*** Material for this exercise ***

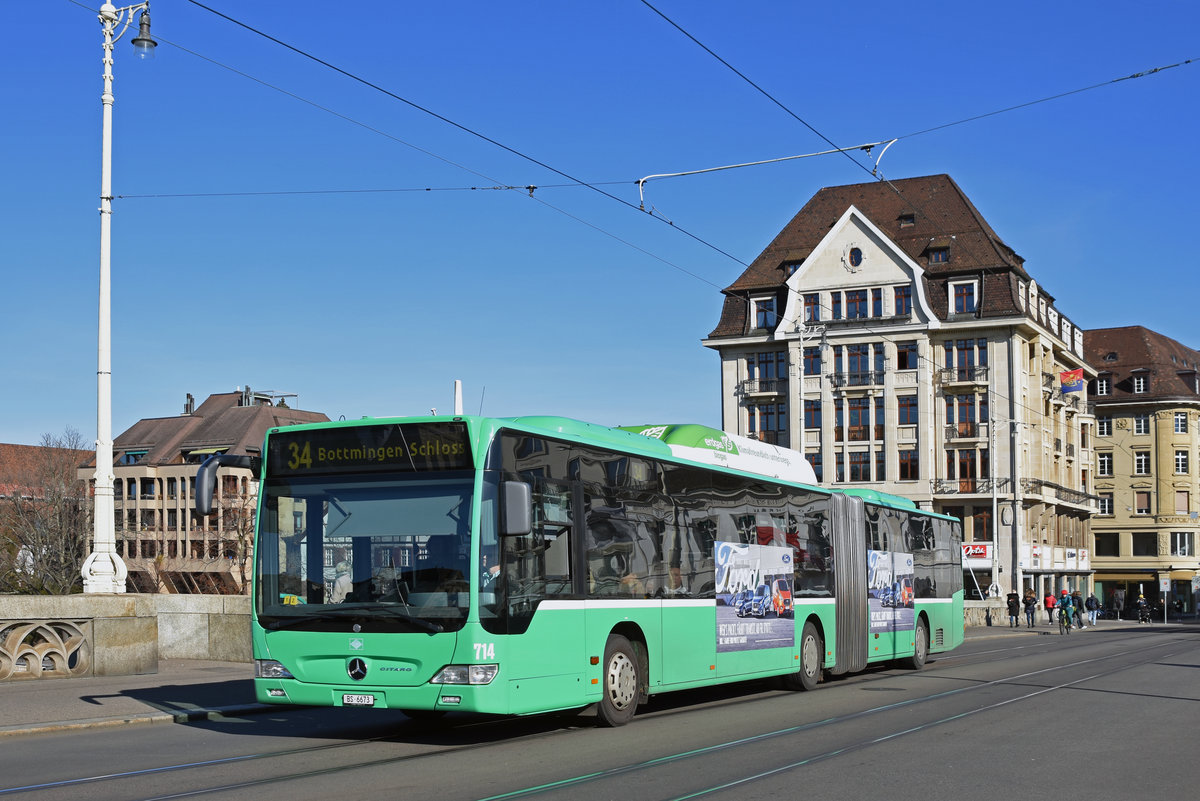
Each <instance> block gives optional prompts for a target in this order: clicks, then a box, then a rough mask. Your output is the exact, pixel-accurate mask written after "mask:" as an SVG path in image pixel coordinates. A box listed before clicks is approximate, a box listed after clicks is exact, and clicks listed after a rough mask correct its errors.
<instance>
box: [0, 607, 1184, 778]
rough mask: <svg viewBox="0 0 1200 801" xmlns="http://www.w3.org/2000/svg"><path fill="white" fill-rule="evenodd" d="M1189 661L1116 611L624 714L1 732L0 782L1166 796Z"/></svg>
mask: <svg viewBox="0 0 1200 801" xmlns="http://www.w3.org/2000/svg"><path fill="white" fill-rule="evenodd" d="M1198 668H1200V628H1193V627H1188V626H1170V627H1166V626H1154V627H1145V626H1144V627H1140V628H1139V627H1138V626H1136V625H1128V626H1127V625H1121V624H1117V625H1112V626H1111V627H1102V628H1100V630H1098V631H1087V632H1076V633H1074V634H1072V636H1069V637H1060V636H1058V634H1057V633H1054V634H1024V633H1022V634H1021V636H1016V634H1013V636H1003V637H996V638H984V639H974V640H970V642H968V643H967V644H966V645H965V646H962V648H961V649H959V650H958V651H955V652H953V654H950V655H942V656H938V657H937V658H936V660H935V661H931V662H930V663H929V664H928V666H926V667H925V669H924V670H922V671H917V673H914V671H908V670H902V669H898V668H883V669H872V670H870V671H868V673H864V674H859V675H856V676H850V677H840V679H834V680H827V681H826V682H823V683H822V685H821V686H820V687H818V688H817V689H816V691H815V692H811V693H793V692H787V691H780V689H774V688H772V687H769V686H767V685H764V683H761V682H760V683H746V685H734V686H727V687H724V688H716V689H709V691H703V692H686V693H674V694H667V695H661V697H658V698H655V699H653V700H652V701H650V704H649V706H648V707H646V709H644V710H643V711H642V712H640V713H638V716H637V717H636V718H635V719H634V722H632V723H631V724H629V725H626V727H624V728H620V729H598V728H594V725H593V722H594V718H590V717H588V716H587V715H576V716H557V717H536V718H522V719H511V718H508V719H484V718H472V717H457V718H449V719H448V721H446V722H445V723H444V724H440V725H433V727H431V725H428V724H421V723H419V722H416V721H409V719H407V718H404V716H403V715H401V713H398V712H389V711H374V712H371V711H354V710H312V709H288V707H281V709H280V710H272V711H270V712H268V713H262V715H254V716H247V717H244V718H236V717H234V718H221V719H215V721H202V722H194V723H188V724H164V725H152V727H127V728H115V729H103V730H92V731H79V733H56V734H42V735H31V736H24V737H14V739H10V740H6V741H5V742H4V747H2V749H0V800H7V799H10V797H11V799H47V800H49V799H79V797H88V799H95V800H101V799H121V800H130V799H176V797H203V799H251V797H257V796H264V795H268V794H269V795H270V797H274V799H287V800H288V801H302V800H305V799H322V800H330V799H374V797H380V799H384V797H386V799H395V797H400V799H419V800H424V799H438V800H439V801H440V800H452V799H488V797H493V799H494V797H504V799H517V797H535V799H572V800H575V801H586V800H592V799H637V800H642V799H694V797H707V799H738V800H743V799H756V800H757V799H790V800H791V799H872V800H874V799H888V801H898V800H901V799H925V800H946V801H950V800H953V801H962V799H964V797H985V799H991V797H1004V799H1022V800H1024V799H1032V797H1058V799H1068V800H1072V799H1084V797H1088V799H1128V797H1146V796H1162V795H1163V794H1168V796H1166V797H1180V796H1182V795H1184V794H1186V793H1190V790H1192V788H1193V785H1194V784H1195V781H1196V766H1195V764H1196V763H1195V757H1194V753H1193V752H1194V745H1193V737H1192V733H1193V731H1194V729H1195V721H1196V712H1198V710H1200V670H1198Z"/></svg>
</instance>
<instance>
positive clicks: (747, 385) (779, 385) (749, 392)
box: [738, 378, 787, 396]
mask: <svg viewBox="0 0 1200 801" xmlns="http://www.w3.org/2000/svg"><path fill="white" fill-rule="evenodd" d="M738 395H742V396H749V395H787V379H786V378H767V379H761V378H751V379H746V380H744V381H742V383H740V384H738Z"/></svg>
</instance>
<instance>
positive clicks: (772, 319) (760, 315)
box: [754, 297, 775, 329]
mask: <svg viewBox="0 0 1200 801" xmlns="http://www.w3.org/2000/svg"><path fill="white" fill-rule="evenodd" d="M754 327H756V329H774V327H775V299H774V297H757V299H755V301H754Z"/></svg>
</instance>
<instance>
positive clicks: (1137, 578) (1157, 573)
mask: <svg viewBox="0 0 1200 801" xmlns="http://www.w3.org/2000/svg"><path fill="white" fill-rule="evenodd" d="M1094 577H1096V580H1097V582H1153V580H1157V579H1158V571H1152V570H1150V571H1142V572H1140V573H1110V572H1108V571H1103V570H1098V571H1096V574H1094Z"/></svg>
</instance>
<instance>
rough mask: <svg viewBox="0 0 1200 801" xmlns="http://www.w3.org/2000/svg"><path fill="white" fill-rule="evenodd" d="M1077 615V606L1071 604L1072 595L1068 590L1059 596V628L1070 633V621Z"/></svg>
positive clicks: (1072, 604) (1058, 612)
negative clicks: (1070, 601) (1072, 618)
mask: <svg viewBox="0 0 1200 801" xmlns="http://www.w3.org/2000/svg"><path fill="white" fill-rule="evenodd" d="M1074 614H1075V604H1074V603H1072V602H1070V594H1069V592H1067V590H1063V591H1062V595H1060V596H1058V628H1060V631H1063V630H1064V631H1067V632H1068V633H1070V620H1072V618H1073V616H1074Z"/></svg>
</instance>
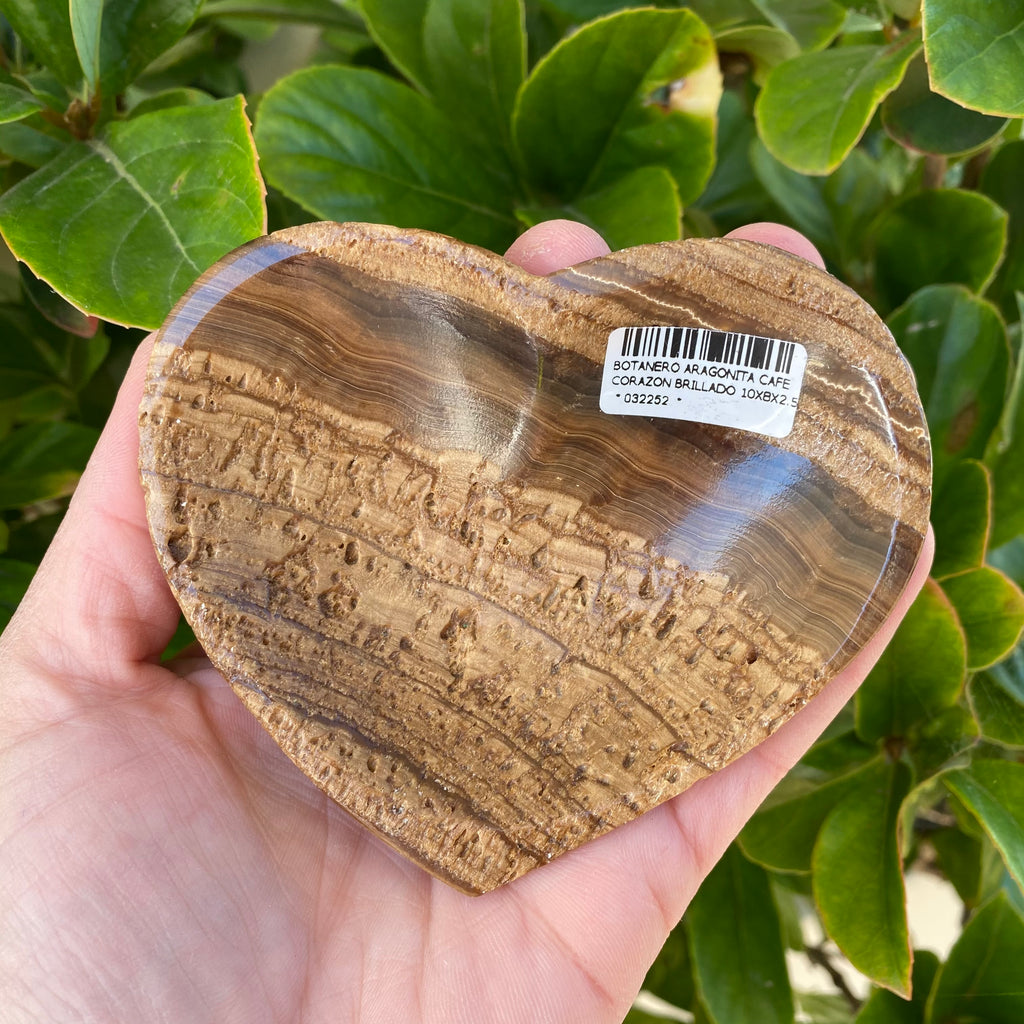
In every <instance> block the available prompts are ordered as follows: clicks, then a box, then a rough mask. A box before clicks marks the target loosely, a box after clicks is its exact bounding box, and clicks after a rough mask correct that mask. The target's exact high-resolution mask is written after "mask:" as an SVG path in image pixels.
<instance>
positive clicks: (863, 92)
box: [755, 34, 921, 174]
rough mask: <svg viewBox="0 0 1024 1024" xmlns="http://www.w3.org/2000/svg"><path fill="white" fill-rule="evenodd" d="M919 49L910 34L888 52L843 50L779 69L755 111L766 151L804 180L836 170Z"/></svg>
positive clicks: (764, 90)
mask: <svg viewBox="0 0 1024 1024" xmlns="http://www.w3.org/2000/svg"><path fill="white" fill-rule="evenodd" d="M920 45H921V44H920V40H918V39H916V38H915V37H913V36H912V35H910V34H908V35H906V36H903V37H901V38H900V39H898V40H897V41H896V42H895V43H892V44H890V45H888V46H841V47H837V48H835V49H829V50H823V51H821V52H818V53H804V54H802V55H801V56H799V57H796V58H795V59H793V60H787V61H785V63H781V65H779V66H778V67H777V68H776V69H775V70H774V71H773V72H772V73H771V74H770V75H769V76H768V78H767V79H766V81H765V84H764V88H763V89H762V90H761V94H760V96H758V100H757V104H756V106H755V114H756V116H757V119H758V127H759V129H760V131H761V137H762V138H763V139H764V143H765V145H766V146H767V147H768V150H769V151H770V152H771V153H772V155H773V156H774V157H776V158H777V159H778V160H780V161H781V162H782V163H783V164H785V165H786V166H787V167H792V168H793V169H794V170H797V171H801V172H803V173H805V174H827V173H828V172H829V171H833V170H835V169H836V168H837V167H838V166H839V165H840V164H841V163H842V162H843V160H844V159H845V158H846V156H847V154H849V152H850V151H851V150H852V148H853V147H854V145H855V144H856V143H857V140H858V139H859V138H860V136H861V135H862V134H863V132H864V130H865V129H866V127H867V123H868V122H869V121H870V119H871V116H872V115H873V114H874V111H876V109H877V106H878V105H879V103H880V102H882V100H883V99H884V98H885V96H886V95H887V94H888V93H889V92H891V91H892V90H893V89H894V88H895V87H896V86H897V85H898V84H899V82H900V79H901V78H902V77H903V72H904V70H905V68H906V66H907V62H908V61H909V60H910V58H911V57H912V56H913V55H914V54H915V53H916V52H918V50H919V48H920Z"/></svg>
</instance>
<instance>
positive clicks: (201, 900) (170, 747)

*** End of Material for this exercise ***

Action item –
Count the lines in the records above that contain the word "positive". Give only the number.

Result for this task –
7